Supplied material below:

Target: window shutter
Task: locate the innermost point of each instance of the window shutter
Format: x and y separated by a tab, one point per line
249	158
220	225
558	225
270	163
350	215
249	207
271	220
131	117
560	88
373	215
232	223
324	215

End of Supplied material.

Activity
A word-for-word restatement of the records above from the line containing "Task: locate the" to their final line is all the answer should hold.

Completed task
Task: locate the innermost point of each instance of the window shutter
Format: x and y separated by a tab, one point per line
249	158
220	225
558	225
270	163
350	215
249	207
271	220
131	117
560	88
373	215
232	223
324	215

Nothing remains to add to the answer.